TASK STATEMENT: Which lines in the material below contain the word "jersey"? Pick out each of those lines and copy it in full.

··· MATERIAL TO PROCESS ···

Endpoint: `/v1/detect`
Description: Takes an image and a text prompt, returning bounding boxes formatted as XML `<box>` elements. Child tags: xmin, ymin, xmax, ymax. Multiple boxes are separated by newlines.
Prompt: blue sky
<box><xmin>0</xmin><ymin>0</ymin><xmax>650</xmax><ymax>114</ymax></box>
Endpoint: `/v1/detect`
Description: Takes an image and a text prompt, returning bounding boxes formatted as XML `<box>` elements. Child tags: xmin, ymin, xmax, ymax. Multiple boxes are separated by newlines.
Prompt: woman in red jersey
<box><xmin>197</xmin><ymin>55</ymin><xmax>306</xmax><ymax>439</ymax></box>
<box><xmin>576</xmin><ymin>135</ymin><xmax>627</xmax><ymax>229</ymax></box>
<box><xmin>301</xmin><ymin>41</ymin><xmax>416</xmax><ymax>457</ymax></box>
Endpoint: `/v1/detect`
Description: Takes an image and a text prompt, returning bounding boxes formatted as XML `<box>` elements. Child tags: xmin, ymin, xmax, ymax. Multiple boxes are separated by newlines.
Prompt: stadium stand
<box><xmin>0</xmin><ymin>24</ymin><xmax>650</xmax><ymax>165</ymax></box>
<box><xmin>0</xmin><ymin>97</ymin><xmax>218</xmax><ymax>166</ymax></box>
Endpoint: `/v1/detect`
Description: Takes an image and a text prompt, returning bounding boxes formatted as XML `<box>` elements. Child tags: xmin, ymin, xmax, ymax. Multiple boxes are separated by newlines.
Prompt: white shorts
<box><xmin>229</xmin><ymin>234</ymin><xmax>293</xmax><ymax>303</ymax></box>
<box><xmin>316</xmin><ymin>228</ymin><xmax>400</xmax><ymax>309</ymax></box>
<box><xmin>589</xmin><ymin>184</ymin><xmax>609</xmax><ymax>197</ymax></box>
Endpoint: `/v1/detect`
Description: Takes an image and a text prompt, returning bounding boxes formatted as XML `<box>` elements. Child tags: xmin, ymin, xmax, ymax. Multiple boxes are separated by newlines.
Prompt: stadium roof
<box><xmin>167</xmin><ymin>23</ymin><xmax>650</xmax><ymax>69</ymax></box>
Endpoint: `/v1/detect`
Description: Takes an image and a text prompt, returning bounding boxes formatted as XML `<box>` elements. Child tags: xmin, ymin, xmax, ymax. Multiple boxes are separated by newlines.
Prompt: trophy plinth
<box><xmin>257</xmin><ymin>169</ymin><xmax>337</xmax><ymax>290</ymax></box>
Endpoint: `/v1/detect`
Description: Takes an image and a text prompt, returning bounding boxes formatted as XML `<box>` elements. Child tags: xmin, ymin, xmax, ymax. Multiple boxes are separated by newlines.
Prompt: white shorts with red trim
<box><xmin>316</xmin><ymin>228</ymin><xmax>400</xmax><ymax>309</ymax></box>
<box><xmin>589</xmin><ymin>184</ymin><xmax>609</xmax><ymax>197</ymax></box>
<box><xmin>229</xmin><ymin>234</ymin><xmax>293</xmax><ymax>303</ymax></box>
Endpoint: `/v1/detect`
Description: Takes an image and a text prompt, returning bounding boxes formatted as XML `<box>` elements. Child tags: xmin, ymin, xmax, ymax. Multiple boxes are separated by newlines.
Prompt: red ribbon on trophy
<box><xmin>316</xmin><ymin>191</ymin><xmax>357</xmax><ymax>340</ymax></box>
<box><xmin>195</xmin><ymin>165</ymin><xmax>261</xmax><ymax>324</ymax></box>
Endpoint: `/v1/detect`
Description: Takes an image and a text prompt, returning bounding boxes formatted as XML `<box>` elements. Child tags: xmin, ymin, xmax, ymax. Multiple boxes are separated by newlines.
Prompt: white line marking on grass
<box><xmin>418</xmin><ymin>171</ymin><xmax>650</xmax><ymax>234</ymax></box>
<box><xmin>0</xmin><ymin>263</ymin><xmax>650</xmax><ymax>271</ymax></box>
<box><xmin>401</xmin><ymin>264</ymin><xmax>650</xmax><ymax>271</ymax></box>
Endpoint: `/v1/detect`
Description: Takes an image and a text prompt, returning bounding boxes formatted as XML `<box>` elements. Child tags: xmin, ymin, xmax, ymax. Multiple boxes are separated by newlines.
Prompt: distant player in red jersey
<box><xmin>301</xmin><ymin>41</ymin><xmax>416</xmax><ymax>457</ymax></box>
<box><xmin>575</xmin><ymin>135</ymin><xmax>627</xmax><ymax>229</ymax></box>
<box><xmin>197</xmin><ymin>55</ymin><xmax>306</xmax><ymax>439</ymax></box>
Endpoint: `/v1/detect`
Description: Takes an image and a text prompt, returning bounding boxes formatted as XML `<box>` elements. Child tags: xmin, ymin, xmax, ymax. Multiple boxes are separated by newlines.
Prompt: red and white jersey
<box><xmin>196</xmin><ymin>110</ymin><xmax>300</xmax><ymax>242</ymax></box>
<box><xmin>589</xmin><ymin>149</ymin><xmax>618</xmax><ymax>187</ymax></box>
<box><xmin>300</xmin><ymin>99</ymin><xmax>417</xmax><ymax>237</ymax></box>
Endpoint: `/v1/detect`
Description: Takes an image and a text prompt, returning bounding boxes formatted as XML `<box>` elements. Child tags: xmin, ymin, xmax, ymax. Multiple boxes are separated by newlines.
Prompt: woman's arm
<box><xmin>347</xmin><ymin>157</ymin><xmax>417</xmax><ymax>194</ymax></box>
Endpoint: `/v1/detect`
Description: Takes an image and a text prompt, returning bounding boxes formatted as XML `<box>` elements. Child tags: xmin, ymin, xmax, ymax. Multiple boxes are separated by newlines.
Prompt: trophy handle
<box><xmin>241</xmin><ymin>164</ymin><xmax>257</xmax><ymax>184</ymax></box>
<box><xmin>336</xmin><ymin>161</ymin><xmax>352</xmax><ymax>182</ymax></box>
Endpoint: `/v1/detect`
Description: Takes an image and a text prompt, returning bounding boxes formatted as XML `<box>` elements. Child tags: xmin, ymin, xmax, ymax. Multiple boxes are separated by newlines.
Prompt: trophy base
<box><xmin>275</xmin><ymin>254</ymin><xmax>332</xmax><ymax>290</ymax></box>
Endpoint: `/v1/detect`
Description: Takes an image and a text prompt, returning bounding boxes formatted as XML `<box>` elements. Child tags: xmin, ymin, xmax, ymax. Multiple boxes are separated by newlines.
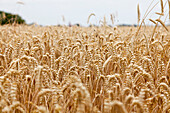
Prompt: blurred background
<box><xmin>0</xmin><ymin>0</ymin><xmax>168</xmax><ymax>26</ymax></box>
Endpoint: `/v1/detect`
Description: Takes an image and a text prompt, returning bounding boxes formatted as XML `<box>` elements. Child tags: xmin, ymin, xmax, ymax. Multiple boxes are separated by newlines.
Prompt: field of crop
<box><xmin>0</xmin><ymin>25</ymin><xmax>170</xmax><ymax>113</ymax></box>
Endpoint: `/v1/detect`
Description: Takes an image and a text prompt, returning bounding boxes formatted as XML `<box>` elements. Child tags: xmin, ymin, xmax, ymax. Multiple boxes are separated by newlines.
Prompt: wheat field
<box><xmin>0</xmin><ymin>0</ymin><xmax>170</xmax><ymax>113</ymax></box>
<box><xmin>0</xmin><ymin>25</ymin><xmax>170</xmax><ymax>113</ymax></box>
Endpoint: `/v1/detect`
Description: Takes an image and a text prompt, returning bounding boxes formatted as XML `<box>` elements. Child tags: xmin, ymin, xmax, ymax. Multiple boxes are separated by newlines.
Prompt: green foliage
<box><xmin>0</xmin><ymin>11</ymin><xmax>25</xmax><ymax>25</ymax></box>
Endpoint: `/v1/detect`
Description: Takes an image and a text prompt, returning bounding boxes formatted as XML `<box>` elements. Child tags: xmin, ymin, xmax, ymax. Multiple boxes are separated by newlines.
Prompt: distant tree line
<box><xmin>0</xmin><ymin>11</ymin><xmax>25</xmax><ymax>25</ymax></box>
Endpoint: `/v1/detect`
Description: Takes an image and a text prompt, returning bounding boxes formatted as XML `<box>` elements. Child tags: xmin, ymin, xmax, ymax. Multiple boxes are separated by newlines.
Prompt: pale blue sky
<box><xmin>0</xmin><ymin>0</ymin><xmax>165</xmax><ymax>26</ymax></box>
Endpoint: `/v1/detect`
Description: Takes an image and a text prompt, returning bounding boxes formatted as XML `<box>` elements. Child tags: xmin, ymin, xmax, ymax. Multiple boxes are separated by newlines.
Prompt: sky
<box><xmin>0</xmin><ymin>0</ymin><xmax>167</xmax><ymax>26</ymax></box>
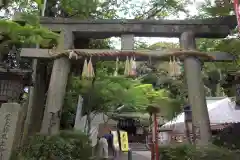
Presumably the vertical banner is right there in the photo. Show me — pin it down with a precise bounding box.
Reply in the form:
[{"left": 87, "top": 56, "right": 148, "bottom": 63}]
[
  {"left": 120, "top": 131, "right": 128, "bottom": 152},
  {"left": 233, "top": 0, "right": 240, "bottom": 32},
  {"left": 111, "top": 131, "right": 120, "bottom": 151}
]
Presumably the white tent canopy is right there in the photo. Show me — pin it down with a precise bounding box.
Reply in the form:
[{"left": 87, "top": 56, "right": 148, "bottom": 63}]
[{"left": 161, "top": 98, "right": 240, "bottom": 133}]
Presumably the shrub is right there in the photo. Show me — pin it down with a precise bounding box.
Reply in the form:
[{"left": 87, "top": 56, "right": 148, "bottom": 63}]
[
  {"left": 17, "top": 131, "right": 92, "bottom": 160},
  {"left": 159, "top": 145, "right": 240, "bottom": 160}
]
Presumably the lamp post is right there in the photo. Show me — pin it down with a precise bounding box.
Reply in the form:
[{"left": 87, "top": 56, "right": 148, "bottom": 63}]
[{"left": 183, "top": 105, "right": 195, "bottom": 144}]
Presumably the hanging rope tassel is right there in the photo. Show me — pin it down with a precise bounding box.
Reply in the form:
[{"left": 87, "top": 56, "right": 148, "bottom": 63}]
[
  {"left": 113, "top": 57, "right": 119, "bottom": 76},
  {"left": 130, "top": 57, "right": 137, "bottom": 76},
  {"left": 82, "top": 59, "right": 88, "bottom": 78},
  {"left": 176, "top": 58, "right": 182, "bottom": 76},
  {"left": 88, "top": 57, "right": 95, "bottom": 78},
  {"left": 172, "top": 57, "right": 177, "bottom": 77},
  {"left": 124, "top": 56, "right": 129, "bottom": 76},
  {"left": 168, "top": 57, "right": 173, "bottom": 76}
]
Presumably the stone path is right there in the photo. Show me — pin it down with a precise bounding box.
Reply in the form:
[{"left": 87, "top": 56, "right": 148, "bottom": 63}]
[{"left": 120, "top": 143, "right": 151, "bottom": 160}]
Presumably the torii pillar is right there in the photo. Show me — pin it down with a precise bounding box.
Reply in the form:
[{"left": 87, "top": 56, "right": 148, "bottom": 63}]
[
  {"left": 180, "top": 31, "right": 211, "bottom": 145},
  {"left": 41, "top": 30, "right": 73, "bottom": 135}
]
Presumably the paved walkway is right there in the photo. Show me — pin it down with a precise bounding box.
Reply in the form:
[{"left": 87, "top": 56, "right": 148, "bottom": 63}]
[{"left": 120, "top": 151, "right": 151, "bottom": 160}]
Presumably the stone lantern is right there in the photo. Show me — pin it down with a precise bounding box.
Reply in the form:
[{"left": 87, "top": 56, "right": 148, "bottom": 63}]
[
  {"left": 183, "top": 105, "right": 192, "bottom": 143},
  {"left": 0, "top": 67, "right": 31, "bottom": 103}
]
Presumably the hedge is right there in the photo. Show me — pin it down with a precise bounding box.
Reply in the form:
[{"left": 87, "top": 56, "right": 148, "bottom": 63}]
[{"left": 159, "top": 145, "right": 240, "bottom": 160}]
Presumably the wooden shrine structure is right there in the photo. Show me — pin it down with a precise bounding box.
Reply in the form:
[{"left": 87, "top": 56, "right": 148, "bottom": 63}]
[{"left": 21, "top": 16, "right": 236, "bottom": 144}]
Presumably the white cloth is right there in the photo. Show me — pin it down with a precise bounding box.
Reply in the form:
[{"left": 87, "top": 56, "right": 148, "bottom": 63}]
[
  {"left": 89, "top": 126, "right": 99, "bottom": 147},
  {"left": 98, "top": 138, "right": 108, "bottom": 158}
]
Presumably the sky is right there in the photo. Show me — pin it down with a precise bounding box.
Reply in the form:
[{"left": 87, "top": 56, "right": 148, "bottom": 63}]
[{"left": 111, "top": 0, "right": 204, "bottom": 49}]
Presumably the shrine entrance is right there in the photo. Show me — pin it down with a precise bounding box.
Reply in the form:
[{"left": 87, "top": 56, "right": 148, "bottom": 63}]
[{"left": 21, "top": 16, "right": 236, "bottom": 145}]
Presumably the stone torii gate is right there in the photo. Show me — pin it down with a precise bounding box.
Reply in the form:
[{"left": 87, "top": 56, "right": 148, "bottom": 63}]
[{"left": 21, "top": 16, "right": 236, "bottom": 144}]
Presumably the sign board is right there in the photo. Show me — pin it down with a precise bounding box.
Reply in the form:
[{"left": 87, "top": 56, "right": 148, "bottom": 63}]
[
  {"left": 111, "top": 131, "right": 120, "bottom": 150},
  {"left": 120, "top": 131, "right": 129, "bottom": 152}
]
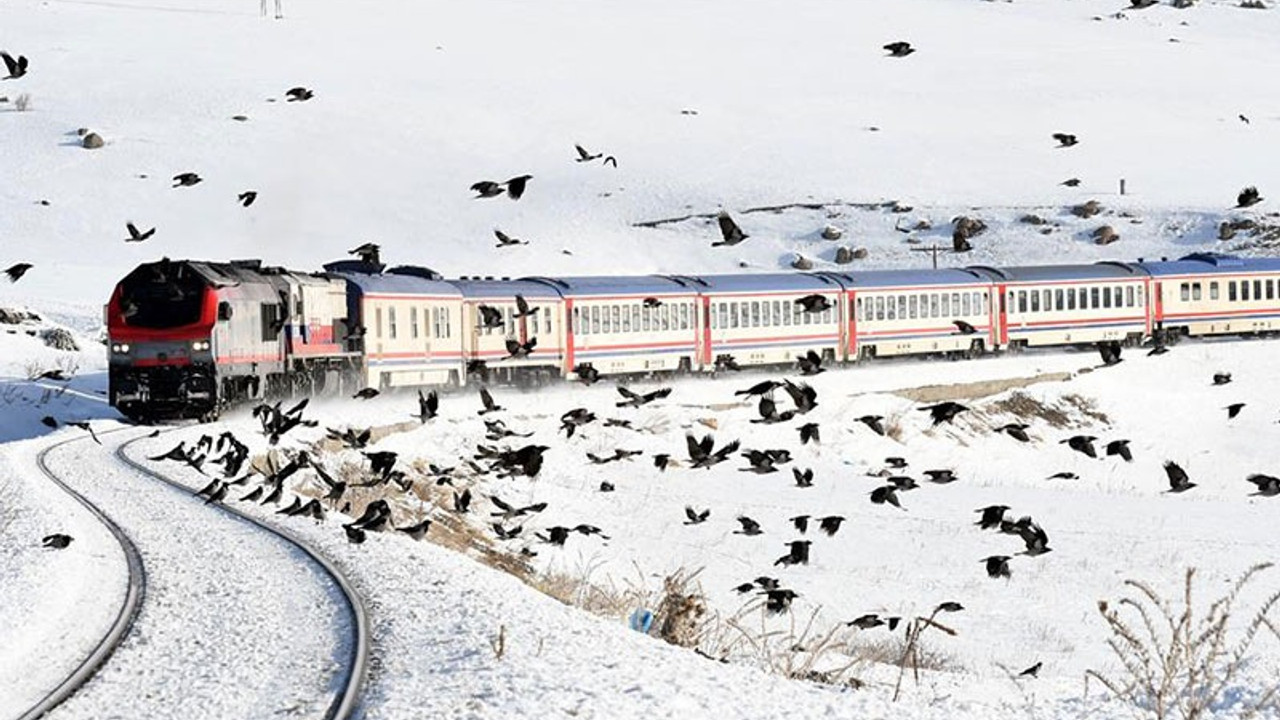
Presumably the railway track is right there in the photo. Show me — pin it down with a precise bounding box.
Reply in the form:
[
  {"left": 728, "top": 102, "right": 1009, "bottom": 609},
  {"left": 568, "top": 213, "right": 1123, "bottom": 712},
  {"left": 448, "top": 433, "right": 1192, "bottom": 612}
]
[{"left": 18, "top": 430, "right": 370, "bottom": 720}]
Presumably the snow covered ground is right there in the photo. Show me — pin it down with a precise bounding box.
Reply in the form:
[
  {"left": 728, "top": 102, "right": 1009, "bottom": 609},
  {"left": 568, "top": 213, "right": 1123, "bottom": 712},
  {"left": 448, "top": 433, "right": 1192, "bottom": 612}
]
[{"left": 0, "top": 0, "right": 1280, "bottom": 717}]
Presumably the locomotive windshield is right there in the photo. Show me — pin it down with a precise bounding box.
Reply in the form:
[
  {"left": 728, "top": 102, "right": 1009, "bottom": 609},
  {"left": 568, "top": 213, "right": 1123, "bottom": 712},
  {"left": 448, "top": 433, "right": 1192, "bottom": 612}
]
[{"left": 120, "top": 263, "right": 205, "bottom": 329}]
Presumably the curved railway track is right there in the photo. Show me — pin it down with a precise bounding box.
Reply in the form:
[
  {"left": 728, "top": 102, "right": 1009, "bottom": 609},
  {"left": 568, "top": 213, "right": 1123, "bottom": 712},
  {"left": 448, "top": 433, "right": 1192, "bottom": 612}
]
[{"left": 18, "top": 428, "right": 370, "bottom": 720}]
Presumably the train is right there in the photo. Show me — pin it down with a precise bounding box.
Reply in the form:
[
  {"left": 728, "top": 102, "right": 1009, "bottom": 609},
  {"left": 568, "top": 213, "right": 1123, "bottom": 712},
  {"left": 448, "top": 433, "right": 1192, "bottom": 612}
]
[{"left": 106, "top": 252, "right": 1280, "bottom": 420}]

···

COMPLETE RESPONSE:
Prompt: woman in red jersey
Prompt: distant player in red jersey
Prompt: red and white jersey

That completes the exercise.